• _Solicitação 1_:
Você pode reescrever os registros, da linha com "man in pink" até o fim deles, trocando "hillside" por "mountain slope" e mantendo todo o resto igual?
***** Trecho do documento *****
Portanto, não serão tecidas considerações a respeito da edição de normas gerais sobre licitações e contratos administrativos por meio de lei complementar ou mesmo cogitações acerca de inconstitucionalidades que possam eivar de vício as disposições contidas no referido diploma legal, sobretudo em seus arts. 42. a 49. Nesse momento, inclina-se pelo entendimento de que as discriminações legais estabelecidas revestem-se de plena constitucionalidade, havendo de aguardar eventual manifestação do Supremo Tribunal Federal em sentido contrário.1


APLICAÇÃO DA PREVISÃO CONTIDA NOS ARTS. 44. E 45, INC. I, DA LEI COMPLEMENTAR Nº 123/06, NAS LICITAÇÕES PROCESSADAS PELA MODALIDADE PREGÃO

O art. 44. da Lei Complementar nº 123/06 prevê que:

Art. 44 Nas licitações será assegurada, como critério de desempate, preferência de contratação para as microempresas e empresas de pequeno porte.

Essa disposição, por si só, não representa nenhuma inovação, pois a Lei de Licitações já prevê, em seu art. 3º, § 2º e art. 45, § 2º, critérios de preferência para desigualar propostas empatadas. A inovação fica por conta da definição de empate, contida nos §§ 1º e 2º desse mesmo art. 44.

Via de regra, são consideradas empatadas propostas equivalentes, ou seja, propostas que além de atenderem aos requisitos técnicos fixados pelo instrumento convocatório da licitação consignem preços idênticos. No entanto, de acordo com o novo critério legal, entende-se por empatadas aquelas propostas apresentadas por microempresas e empresas de pequeno porte cujos preços sejam iguais ou até 10% superiores ao preço da proposta mais bem classificada (art. 44, § 1º). No caso de a modalidade empregada ser o pregão, a diferença de preço poderá ser de até 5% superior ao melhor preço (art. 44, § 2º).

Obviamente que para serem atingidas pelo critério de equalização de preços que empata as propostas, as ofertas apresentadas pelas microempresas e empresas de pequeno porte deverão satisfazer os requisitos técnicos exigidos pelo instrumento convocatório da licitação desde o princípio. A inovação legal não permite a modificação de aspectos relacionados com a qualidade do objeto ofertado, mas apenas com o fator preço, tornando empatadas (iguais) propostas cujos preços originariamente são desiguais.
*****
• _Solicitação 2_:
Quais números de artigo aparecem citados no trecho sobre a Lei Complementar nº 123/06? Liste cada número uma única vez.
***** Registros a usar *****
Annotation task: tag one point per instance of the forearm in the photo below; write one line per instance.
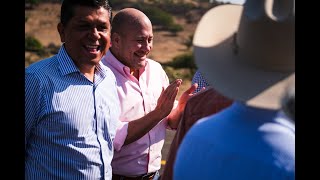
(140, 127)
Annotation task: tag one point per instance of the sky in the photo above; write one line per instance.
(233, 1)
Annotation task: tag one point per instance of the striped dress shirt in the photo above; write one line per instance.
(70, 122)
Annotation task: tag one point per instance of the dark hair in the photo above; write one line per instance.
(67, 8)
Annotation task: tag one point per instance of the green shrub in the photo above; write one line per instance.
(174, 28)
(158, 16)
(182, 61)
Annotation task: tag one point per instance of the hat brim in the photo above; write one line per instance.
(215, 59)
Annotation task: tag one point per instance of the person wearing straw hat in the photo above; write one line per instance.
(247, 53)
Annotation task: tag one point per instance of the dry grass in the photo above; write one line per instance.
(42, 24)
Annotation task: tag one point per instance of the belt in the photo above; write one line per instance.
(148, 176)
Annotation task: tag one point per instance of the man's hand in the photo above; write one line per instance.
(175, 115)
(166, 100)
(185, 97)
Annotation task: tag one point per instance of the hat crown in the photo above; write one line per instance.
(266, 34)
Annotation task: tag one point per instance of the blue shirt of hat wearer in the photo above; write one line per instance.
(200, 80)
(70, 122)
(240, 142)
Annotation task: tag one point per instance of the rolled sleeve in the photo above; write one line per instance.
(121, 135)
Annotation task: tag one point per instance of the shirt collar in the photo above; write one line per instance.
(67, 66)
(118, 66)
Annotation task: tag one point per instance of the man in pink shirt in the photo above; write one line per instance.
(148, 105)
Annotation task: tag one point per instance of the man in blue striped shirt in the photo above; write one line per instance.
(71, 102)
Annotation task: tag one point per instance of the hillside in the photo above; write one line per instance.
(42, 19)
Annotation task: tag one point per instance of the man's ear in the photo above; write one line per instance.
(60, 28)
(115, 39)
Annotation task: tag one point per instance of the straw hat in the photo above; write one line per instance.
*****
• _Solução do exercício 1_:
Annotation task: tag one point per instance of the man in pink shirt in the photo above; write one line per instance.
(148, 105)
Annotation task: tag one point per instance of the man in blue striped shirt in the photo above; write one line per instance.
(71, 102)
Annotation task: tag one point per instance of the mountain slope in the photo above; write one line per instance.
(42, 19)
Annotation task: tag one point per instance of the man's ear in the photo above; write one line per instance.
(60, 28)
(115, 39)
Annotation task: tag one point per instance of the straw hat in the photo above; write one line per instance.

• _Solução do exercício 2_:
3º, 42, 44, 45 e 49